___ STORED DATA ___

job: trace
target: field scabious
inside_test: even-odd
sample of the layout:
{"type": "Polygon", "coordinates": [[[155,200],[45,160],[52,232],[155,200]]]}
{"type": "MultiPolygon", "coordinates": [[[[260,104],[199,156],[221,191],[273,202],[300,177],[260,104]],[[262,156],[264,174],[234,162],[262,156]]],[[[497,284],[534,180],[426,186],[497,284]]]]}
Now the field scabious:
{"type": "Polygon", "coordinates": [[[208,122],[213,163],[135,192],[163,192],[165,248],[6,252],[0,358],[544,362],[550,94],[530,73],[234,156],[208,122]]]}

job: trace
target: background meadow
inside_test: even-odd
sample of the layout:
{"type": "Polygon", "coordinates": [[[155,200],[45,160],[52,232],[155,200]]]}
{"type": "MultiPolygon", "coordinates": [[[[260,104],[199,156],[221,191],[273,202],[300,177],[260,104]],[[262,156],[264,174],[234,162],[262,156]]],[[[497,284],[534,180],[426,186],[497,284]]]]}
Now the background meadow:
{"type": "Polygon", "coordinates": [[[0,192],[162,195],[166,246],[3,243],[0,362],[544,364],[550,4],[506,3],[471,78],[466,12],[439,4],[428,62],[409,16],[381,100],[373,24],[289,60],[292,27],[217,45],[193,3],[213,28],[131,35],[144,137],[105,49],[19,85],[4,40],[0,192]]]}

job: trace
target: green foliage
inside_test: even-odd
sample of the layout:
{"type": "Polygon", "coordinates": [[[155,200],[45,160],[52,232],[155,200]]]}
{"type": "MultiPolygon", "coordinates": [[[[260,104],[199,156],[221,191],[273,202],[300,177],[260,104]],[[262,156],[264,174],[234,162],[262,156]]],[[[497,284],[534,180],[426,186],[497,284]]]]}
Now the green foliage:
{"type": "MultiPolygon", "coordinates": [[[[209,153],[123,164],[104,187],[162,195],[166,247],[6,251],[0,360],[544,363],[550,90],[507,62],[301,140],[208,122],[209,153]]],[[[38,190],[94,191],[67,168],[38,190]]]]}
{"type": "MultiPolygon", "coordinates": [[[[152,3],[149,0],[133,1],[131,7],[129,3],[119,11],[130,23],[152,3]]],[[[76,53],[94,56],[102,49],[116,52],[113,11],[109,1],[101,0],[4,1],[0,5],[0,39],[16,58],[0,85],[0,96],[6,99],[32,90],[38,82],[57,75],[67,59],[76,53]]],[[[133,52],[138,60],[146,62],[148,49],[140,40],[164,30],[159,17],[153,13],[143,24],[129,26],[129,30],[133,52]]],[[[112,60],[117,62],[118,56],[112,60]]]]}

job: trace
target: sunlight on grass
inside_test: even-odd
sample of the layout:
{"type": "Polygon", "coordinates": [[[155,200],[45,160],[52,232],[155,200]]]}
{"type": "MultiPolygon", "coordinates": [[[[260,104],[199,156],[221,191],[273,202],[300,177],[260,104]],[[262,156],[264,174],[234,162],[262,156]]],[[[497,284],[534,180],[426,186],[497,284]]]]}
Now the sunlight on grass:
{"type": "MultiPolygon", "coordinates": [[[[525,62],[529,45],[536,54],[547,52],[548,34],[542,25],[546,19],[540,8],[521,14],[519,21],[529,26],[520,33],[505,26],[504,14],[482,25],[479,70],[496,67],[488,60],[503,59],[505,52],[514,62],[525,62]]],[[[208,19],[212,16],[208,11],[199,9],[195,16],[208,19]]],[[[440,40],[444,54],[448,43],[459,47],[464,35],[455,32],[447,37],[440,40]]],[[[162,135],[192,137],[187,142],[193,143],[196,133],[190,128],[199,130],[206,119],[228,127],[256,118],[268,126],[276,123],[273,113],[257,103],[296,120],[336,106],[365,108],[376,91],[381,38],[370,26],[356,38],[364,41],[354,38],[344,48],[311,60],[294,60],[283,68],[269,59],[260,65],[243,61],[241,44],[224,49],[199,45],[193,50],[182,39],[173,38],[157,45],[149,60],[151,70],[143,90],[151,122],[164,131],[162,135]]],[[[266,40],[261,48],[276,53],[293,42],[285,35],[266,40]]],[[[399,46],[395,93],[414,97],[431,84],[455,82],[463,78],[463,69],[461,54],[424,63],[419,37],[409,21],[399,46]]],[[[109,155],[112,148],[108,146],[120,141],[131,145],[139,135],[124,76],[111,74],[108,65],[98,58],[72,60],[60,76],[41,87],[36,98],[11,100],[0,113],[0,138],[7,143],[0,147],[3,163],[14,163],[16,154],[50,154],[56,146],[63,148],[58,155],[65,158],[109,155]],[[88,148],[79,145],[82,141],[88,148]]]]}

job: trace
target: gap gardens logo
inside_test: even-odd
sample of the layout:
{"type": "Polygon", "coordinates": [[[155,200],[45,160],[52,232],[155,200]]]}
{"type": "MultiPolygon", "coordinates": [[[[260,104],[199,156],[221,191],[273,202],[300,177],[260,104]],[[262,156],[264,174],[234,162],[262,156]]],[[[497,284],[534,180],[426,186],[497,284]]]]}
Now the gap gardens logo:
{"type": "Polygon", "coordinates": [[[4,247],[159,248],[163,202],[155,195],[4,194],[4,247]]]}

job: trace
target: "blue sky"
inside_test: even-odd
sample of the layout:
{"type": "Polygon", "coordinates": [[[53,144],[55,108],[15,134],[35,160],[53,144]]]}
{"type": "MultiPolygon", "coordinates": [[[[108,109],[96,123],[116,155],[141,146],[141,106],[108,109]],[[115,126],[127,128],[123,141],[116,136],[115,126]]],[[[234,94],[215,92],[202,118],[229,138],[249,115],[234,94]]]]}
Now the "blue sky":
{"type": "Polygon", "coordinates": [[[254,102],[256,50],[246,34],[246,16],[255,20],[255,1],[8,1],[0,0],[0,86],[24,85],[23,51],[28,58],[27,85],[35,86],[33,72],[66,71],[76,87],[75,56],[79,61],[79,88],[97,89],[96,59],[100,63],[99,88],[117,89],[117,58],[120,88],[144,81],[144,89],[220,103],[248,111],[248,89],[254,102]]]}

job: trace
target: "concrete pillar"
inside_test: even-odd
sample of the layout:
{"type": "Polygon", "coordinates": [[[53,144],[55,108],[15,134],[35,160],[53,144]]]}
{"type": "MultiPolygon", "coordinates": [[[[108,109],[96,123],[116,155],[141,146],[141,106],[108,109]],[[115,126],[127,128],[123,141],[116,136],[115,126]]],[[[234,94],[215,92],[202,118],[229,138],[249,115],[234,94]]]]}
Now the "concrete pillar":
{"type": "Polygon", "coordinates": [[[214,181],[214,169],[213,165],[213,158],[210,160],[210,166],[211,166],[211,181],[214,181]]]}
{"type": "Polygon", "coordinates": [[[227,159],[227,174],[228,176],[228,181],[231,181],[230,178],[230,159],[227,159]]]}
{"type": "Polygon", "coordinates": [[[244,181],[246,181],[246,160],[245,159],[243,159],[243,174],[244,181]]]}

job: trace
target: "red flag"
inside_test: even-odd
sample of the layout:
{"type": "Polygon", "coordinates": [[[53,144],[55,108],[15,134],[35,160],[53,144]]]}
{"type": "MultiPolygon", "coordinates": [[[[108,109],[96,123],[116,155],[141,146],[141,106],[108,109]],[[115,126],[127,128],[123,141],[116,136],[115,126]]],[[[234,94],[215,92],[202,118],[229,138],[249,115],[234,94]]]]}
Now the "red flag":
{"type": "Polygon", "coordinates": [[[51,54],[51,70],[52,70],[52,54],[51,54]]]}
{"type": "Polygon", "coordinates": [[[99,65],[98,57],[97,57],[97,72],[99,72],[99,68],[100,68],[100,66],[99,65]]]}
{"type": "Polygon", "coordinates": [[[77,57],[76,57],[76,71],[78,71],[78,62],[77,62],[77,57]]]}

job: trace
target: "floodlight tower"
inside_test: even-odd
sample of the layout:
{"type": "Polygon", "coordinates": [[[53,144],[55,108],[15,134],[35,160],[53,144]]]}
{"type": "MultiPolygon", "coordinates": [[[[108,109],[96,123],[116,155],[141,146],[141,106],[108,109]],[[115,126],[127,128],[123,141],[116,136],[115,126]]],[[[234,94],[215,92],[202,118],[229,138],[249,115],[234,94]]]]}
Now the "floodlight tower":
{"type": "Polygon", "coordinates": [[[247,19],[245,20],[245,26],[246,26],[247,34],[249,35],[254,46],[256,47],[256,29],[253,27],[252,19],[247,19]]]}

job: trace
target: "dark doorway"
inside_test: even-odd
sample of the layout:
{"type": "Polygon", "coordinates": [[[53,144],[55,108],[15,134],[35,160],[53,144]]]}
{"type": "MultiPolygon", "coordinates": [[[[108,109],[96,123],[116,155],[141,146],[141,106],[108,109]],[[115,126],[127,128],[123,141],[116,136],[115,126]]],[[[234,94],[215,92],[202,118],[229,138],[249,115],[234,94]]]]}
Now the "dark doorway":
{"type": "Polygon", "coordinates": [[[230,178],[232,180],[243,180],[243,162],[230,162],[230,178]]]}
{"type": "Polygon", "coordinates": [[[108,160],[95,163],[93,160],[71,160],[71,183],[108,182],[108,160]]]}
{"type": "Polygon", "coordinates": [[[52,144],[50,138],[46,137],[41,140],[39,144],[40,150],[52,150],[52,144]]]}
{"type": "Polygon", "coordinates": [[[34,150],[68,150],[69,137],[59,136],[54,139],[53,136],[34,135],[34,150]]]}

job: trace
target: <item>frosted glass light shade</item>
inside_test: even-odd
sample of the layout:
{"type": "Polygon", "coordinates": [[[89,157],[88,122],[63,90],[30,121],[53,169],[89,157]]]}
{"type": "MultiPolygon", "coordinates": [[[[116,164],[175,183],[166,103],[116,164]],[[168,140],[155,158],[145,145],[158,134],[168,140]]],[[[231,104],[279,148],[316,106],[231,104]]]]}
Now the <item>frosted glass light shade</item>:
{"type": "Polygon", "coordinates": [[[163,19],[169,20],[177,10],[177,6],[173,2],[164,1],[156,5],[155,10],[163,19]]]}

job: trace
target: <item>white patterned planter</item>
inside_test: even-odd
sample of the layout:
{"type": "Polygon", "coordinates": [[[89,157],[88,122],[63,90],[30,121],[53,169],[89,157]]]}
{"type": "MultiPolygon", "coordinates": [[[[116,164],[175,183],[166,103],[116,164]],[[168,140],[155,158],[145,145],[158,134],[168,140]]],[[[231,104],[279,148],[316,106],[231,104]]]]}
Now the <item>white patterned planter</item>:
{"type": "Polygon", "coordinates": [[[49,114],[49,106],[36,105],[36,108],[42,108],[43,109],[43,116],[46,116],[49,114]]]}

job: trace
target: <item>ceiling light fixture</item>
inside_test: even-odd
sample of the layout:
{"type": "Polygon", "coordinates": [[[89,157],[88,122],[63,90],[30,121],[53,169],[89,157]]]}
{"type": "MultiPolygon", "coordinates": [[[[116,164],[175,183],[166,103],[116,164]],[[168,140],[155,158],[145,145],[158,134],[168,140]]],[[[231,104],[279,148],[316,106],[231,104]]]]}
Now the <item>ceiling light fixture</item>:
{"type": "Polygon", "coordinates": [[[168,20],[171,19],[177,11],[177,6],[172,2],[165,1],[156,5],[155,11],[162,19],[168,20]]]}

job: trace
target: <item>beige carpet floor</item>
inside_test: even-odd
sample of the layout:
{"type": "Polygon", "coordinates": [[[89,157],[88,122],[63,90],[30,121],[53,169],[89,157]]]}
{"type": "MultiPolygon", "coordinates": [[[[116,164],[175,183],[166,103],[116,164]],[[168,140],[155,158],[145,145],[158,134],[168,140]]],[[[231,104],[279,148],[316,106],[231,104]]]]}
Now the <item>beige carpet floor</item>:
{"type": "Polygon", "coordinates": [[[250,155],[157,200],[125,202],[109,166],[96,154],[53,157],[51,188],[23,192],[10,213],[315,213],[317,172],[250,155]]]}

___

## WHAT IS NEEDED
Return every line from the entries above that contains the string "foliage".

## IN RESPONSE
target: green foliage
Now the green foliage:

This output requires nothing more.